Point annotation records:
□ □ □ □ □
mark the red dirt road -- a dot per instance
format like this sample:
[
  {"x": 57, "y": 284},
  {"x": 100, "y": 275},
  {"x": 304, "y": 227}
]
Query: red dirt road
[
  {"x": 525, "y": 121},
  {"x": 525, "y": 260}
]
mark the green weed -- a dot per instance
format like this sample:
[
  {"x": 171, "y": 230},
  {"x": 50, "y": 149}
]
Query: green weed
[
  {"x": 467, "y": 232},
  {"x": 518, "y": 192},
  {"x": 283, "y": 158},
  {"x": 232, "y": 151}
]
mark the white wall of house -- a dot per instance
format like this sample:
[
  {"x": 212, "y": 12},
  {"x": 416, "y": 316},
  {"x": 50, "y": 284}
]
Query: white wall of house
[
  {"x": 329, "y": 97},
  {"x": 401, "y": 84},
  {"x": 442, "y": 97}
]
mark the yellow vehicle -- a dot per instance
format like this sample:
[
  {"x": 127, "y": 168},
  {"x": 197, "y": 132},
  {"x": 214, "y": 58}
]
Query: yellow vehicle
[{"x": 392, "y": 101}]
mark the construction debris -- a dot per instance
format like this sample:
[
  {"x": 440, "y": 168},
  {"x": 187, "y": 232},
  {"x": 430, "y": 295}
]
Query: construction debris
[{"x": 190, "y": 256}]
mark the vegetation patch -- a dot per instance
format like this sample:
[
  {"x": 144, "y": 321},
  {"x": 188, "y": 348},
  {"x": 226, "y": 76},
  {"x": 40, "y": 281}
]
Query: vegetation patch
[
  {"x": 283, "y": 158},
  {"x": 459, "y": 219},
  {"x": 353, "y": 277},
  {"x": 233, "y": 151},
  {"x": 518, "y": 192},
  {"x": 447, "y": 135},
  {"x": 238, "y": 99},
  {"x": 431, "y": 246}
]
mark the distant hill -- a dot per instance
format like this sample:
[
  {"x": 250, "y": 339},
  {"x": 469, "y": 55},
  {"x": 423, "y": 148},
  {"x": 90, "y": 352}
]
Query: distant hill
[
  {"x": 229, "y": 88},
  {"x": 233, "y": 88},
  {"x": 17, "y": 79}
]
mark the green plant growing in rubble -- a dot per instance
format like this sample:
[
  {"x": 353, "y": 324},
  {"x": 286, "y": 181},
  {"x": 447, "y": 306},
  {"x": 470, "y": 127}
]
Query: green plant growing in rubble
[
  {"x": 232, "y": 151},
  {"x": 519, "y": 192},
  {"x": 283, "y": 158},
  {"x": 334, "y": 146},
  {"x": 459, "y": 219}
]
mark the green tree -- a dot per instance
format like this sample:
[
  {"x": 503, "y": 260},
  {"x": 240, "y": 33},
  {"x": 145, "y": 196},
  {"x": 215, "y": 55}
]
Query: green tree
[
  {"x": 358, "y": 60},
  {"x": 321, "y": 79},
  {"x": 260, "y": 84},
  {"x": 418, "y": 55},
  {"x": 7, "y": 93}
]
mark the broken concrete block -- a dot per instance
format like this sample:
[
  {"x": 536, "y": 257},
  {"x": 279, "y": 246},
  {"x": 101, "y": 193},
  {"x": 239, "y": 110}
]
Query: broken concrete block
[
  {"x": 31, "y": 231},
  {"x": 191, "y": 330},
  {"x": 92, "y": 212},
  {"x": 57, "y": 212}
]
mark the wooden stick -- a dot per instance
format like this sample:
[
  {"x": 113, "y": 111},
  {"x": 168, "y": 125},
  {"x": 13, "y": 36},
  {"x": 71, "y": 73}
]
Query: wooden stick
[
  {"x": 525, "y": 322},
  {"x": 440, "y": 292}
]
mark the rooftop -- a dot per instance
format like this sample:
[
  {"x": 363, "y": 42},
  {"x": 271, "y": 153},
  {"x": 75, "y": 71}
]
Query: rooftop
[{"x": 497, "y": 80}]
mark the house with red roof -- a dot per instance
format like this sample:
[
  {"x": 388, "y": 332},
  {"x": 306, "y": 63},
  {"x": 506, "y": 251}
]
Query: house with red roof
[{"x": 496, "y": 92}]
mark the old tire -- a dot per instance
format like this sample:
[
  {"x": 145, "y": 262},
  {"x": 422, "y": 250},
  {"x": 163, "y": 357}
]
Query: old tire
□ □ □ □ □
Please update the listing, starting at the line that contains "mark the wooden stick -- a dot per instance" and ending with the last line of the listing. Replace "sample" with "template" and leave everything else unchanged.

Written response:
mark the wooden stick -- a dot per instance
format like this template:
[
  {"x": 113, "y": 111},
  {"x": 168, "y": 125},
  {"x": 13, "y": 36},
  {"x": 71, "y": 73}
]
Query: wooden stick
[
  {"x": 525, "y": 322},
  {"x": 440, "y": 292}
]
mark the rooftop -- a dot per instance
format like this template:
[
  {"x": 363, "y": 42},
  {"x": 271, "y": 153},
  {"x": 75, "y": 71}
]
Query: rooftop
[{"x": 497, "y": 80}]
mark the house with red roof -- a dot per instance
format like this template:
[
  {"x": 388, "y": 332},
  {"x": 306, "y": 63},
  {"x": 506, "y": 251}
]
Query: house with red roof
[{"x": 496, "y": 92}]
mark the old tire -- a dot per instance
format like this template:
[
  {"x": 145, "y": 262},
  {"x": 422, "y": 250},
  {"x": 163, "y": 357}
]
Query: old tire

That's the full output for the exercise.